(Stored data entries)
──────
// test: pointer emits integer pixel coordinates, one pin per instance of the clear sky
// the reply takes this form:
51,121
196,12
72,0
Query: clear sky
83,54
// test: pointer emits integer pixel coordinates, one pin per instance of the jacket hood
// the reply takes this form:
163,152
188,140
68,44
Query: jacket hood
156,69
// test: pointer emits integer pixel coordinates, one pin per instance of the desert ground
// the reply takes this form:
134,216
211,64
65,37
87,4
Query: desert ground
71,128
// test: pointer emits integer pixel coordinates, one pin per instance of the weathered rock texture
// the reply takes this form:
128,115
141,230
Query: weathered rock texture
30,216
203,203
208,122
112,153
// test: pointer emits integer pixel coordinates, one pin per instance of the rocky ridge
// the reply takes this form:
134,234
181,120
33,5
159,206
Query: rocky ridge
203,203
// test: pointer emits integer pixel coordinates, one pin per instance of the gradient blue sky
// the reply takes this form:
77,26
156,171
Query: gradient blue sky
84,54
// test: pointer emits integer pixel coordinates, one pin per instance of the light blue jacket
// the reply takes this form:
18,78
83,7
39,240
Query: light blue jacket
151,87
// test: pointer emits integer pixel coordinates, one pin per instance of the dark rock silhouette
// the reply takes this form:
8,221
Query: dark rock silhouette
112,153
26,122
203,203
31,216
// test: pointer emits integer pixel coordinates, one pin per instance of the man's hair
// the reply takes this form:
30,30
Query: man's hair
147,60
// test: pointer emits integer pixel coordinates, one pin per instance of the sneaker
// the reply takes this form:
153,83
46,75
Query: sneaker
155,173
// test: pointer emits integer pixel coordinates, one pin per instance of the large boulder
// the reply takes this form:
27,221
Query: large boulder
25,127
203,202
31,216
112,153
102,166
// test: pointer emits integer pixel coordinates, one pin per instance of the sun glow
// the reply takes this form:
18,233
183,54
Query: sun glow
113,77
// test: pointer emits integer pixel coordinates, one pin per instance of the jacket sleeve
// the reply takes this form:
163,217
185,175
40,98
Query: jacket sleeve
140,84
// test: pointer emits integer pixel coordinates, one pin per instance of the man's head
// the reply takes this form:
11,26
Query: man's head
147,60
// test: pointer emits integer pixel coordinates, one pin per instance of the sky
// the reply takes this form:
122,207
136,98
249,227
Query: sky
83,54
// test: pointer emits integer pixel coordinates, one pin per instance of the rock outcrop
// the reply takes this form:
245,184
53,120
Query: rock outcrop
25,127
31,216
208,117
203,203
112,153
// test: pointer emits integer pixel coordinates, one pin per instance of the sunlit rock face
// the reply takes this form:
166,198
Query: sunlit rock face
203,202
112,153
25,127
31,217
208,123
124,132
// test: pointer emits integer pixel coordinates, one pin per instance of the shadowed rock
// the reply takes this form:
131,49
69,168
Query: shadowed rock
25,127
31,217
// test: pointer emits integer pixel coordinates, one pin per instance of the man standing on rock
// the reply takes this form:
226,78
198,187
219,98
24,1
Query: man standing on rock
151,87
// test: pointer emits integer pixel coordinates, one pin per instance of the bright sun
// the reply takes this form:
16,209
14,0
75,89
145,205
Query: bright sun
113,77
──────
Brief.
Reproduce all records exactly, without omissions.

Expected answer.
// test: pointer emits integer pixel coordinates, one pin per instance of the clear sky
// the reply takes this form:
51,121
196,12
72,0
Query: clear sky
83,54
// test: pointer emits integer pixel coordinates, one pin per instance of the jacket hood
// the reply takes this form:
163,152
188,140
68,44
Query: jacket hood
156,69
// test: pointer emits integer pixel coordinates, one pin per instance of the desert ground
// the reply takes this form:
134,216
211,64
65,37
87,4
Query: desert ground
71,128
// test: pointer emits integer pixel coordinates, one pin per instance of the weathered rock texture
// the reply takes this form:
128,115
141,230
Query: weathered rock texture
30,216
203,203
208,122
112,153
// test: pointer emits integer pixel coordinates, one pin per instance of the rocky ridge
// the reply takes this form:
134,234
181,120
33,5
159,206
Query: rocky ridge
203,203
// test: pointer emits integer pixel coordinates, one pin per instance of the gradient blue sky
// the reply takes this form:
77,26
156,171
Query: gradient blue sky
84,54
// test: pointer emits integer pixel coordinates, one pin per instance of the light blue jacket
// the reply takes this form:
18,78
83,7
39,240
Query: light blue jacket
151,87
// test: pointer emits integer pixel coordinates, one pin per instance of the dark rock silhouette
// the reply takes this form:
8,221
Query: dark rock silhouette
112,153
26,122
203,203
31,216
// test: pointer emits integer pixel coordinates, one pin per instance of the man's hair
// the reply takes this form:
30,30
Query: man's hair
147,60
// test: pointer emits integer pixel coordinates, one pin per instance of the sneaker
// the reply takes this form:
153,83
46,75
Query: sneaker
155,173
// test: pointer emits integer pixel coordinates, one pin per instance of the large boulder
// the reply takes this form:
27,221
Query: large boulder
25,127
203,202
31,216
112,153
102,166
// test: pointer emits integer pixel coordinates, one pin per instance of the sun glow
// the reply takes this form:
18,233
183,54
Query: sun glow
113,77
// test: pointer emits integer pixel coordinates, one pin per instance of the jacket sleeve
// the reply takes this form:
163,217
185,175
40,98
Query: jacket sleeve
140,84
// test: pointer emits integer pixel coordinates, one pin per instance of the man's head
// the reply takes this form:
11,26
Query: man's head
147,60
// test: pointer emits integer pixel coordinates, one pin per instance of the sky
// the reply takes this form:
122,207
136,98
249,227
Query: sky
83,54
// test: pointer emits integer pixel coordinates, one pin per instance of the rock outcrop
// the reply takes this form:
245,184
53,120
Query: rock outcrop
25,127
31,216
208,117
203,203
112,153
// test: pointer emits integer pixel coordinates, one pin per instance of the sunlit rock face
// the reply takes this form:
166,198
Query: sunlit rock face
203,202
112,153
25,127
31,217
208,123
124,132
// test: pointer emits integer pixel coordinates, one pin per instance of the shadowed rock
// the reply takes this form:
131,49
69,168
Query: shadowed rock
25,127
31,217
// test: pointer emits integer pixel coordinates, one pin per instance of the man standing on rock
// the reply takes this form:
226,78
198,187
219,98
24,1
Query: man standing on rock
151,87
// test: pointer emits integer pixel coordinates, one pin per instance of the bright sun
// the reply takes this form:
16,209
14,0
75,89
145,205
Query: bright sun
113,77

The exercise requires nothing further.